Task directions:
Start with the line containing "Every instance of the weathered wood texture" and write out each line through the end of the listing, exactly as given.

Material supplied:

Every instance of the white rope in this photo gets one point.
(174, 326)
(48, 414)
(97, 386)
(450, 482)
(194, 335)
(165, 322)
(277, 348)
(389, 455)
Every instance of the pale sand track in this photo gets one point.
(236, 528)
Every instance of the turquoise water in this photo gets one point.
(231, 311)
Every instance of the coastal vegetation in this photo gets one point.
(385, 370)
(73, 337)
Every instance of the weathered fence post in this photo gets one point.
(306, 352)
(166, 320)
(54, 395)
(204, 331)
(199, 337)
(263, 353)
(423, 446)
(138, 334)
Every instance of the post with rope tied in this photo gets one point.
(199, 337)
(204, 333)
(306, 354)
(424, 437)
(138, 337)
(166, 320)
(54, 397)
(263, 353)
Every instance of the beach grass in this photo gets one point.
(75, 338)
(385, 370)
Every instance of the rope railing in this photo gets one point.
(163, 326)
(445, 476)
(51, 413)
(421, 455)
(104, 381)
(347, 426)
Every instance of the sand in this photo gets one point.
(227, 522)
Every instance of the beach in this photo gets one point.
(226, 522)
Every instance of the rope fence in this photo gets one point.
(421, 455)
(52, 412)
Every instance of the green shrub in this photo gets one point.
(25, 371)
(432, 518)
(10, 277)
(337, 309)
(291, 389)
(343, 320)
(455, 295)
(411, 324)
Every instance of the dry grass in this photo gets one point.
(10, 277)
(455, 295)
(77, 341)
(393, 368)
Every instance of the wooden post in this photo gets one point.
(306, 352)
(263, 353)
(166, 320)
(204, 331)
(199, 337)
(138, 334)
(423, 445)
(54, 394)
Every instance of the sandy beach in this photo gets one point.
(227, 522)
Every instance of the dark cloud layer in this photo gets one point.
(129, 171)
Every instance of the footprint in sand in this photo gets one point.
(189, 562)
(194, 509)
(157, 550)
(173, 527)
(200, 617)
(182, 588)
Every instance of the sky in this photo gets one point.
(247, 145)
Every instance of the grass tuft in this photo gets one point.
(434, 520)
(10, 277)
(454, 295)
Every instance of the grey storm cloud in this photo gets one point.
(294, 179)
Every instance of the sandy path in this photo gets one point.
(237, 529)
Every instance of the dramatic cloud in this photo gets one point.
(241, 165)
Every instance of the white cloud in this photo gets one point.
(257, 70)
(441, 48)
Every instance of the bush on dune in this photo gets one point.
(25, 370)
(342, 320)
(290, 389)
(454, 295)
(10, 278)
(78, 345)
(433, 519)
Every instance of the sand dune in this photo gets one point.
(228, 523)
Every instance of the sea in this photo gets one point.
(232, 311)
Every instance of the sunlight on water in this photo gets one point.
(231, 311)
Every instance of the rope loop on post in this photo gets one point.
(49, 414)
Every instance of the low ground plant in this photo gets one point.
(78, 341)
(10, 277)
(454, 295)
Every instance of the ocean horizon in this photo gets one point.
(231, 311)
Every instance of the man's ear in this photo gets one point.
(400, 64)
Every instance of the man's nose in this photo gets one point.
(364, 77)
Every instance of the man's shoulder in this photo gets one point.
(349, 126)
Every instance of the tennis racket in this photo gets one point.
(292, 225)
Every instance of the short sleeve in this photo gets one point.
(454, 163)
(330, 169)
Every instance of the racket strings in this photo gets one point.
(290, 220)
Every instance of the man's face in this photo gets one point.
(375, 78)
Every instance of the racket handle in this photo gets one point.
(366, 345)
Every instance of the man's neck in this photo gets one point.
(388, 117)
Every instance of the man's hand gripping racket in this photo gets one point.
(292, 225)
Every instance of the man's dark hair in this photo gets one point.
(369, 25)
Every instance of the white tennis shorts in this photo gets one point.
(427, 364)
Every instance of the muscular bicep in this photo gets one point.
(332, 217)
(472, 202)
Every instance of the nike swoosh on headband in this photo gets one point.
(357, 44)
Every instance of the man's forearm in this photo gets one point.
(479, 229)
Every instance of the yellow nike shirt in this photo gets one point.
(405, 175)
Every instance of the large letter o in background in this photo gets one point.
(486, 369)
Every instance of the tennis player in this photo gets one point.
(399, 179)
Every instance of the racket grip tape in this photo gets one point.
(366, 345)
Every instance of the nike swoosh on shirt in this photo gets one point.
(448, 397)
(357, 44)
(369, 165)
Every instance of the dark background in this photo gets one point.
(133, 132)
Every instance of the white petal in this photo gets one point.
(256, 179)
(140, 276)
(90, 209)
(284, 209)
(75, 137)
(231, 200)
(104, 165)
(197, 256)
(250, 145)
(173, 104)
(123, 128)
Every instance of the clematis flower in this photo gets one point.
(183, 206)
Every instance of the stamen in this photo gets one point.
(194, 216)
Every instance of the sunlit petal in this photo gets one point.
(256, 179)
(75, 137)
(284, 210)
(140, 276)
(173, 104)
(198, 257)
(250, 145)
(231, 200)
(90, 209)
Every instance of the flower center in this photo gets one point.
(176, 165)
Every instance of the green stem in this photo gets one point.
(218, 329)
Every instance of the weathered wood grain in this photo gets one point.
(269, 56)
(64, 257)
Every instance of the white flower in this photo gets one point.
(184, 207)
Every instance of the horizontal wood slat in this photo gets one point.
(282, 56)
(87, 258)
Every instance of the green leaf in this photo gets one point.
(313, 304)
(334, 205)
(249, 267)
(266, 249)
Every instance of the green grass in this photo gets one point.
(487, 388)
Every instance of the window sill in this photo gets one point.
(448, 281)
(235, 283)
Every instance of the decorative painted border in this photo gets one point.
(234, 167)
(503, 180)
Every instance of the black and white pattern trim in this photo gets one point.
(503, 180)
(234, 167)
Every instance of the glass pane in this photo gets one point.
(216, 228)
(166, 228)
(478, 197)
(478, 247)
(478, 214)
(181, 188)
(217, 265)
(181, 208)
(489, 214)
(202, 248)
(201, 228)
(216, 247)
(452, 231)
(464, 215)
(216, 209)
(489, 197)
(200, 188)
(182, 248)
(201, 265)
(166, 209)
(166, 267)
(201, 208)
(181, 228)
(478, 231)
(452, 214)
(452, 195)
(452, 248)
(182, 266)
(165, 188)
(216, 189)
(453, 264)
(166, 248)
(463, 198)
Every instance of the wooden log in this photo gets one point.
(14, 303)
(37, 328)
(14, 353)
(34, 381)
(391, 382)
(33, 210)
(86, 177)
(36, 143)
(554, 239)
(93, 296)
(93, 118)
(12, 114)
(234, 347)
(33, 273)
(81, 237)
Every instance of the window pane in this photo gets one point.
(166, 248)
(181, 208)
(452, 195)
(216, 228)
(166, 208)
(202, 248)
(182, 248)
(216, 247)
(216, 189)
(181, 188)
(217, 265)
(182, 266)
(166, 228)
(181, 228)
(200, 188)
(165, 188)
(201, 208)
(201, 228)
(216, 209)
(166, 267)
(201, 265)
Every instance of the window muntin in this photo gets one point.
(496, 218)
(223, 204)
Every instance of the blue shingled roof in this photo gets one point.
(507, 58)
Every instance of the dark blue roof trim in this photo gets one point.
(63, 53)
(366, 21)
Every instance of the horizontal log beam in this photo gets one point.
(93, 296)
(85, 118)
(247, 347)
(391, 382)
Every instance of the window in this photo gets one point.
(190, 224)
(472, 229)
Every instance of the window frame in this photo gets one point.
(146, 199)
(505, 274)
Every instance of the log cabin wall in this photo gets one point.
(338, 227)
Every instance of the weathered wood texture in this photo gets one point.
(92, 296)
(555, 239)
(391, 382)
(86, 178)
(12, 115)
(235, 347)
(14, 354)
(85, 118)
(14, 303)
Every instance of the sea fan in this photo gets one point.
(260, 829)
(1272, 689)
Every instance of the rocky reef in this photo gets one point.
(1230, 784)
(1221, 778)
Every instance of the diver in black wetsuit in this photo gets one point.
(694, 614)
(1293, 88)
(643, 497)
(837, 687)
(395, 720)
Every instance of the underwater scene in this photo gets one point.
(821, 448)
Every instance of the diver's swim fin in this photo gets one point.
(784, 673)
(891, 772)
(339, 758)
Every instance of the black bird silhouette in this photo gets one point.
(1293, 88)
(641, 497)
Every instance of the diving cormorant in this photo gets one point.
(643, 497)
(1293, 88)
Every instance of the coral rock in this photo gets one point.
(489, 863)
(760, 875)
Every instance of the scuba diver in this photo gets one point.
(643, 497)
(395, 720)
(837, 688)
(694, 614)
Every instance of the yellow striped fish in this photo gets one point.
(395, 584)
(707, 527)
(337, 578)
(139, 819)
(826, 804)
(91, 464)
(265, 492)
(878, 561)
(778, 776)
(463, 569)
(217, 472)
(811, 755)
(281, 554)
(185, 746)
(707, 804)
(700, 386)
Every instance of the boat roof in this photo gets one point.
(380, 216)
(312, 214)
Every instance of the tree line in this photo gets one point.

Solution:
Every instance of the weathered wood texture in this photo gets one point.
(92, 296)
(555, 239)
(391, 382)
(86, 178)
(12, 115)
(235, 347)
(14, 354)
(85, 118)
(14, 303)
Every instance of the sea fan in this photo gets one point.
(260, 829)
(1272, 689)
Every instance of the rocky reef in this photo gets one point.
(1230, 784)
(1221, 778)
Every instance of the diver in black wetsuit in this photo gets one point.
(694, 614)
(1293, 88)
(643, 497)
(837, 687)
(395, 720)
Every instance of the underwater scene in this photo gets one point.
(821, 448)
Every instance of the diver's swim fin in this photo gets one point.
(784, 673)
(891, 772)
(339, 758)
Every instance of the black bird silhouette in this photo gets one point.
(1293, 88)
(641, 497)
Every instance of the diving cormorant in this photo gets one point.
(643, 497)
(1293, 88)
Every instance of the coral rock in this photo gets one point.
(489, 863)
(760, 875)
Every instance of the scuba diver in this photo gets one point.
(643, 497)
(395, 720)
(837, 688)
(694, 614)
Every instance of the yellow striped fish in this photo gets one point.
(395, 584)
(707, 527)
(337, 578)
(139, 819)
(826, 804)
(91, 464)
(265, 492)
(878, 561)
(778, 776)
(463, 569)
(217, 472)
(811, 755)
(281, 554)
(185, 746)
(707, 804)
(700, 386)
Every instance of the boat roof in this photo gets one point.
(380, 216)
(312, 214)
Every instance of the tree line in this photo gets one point.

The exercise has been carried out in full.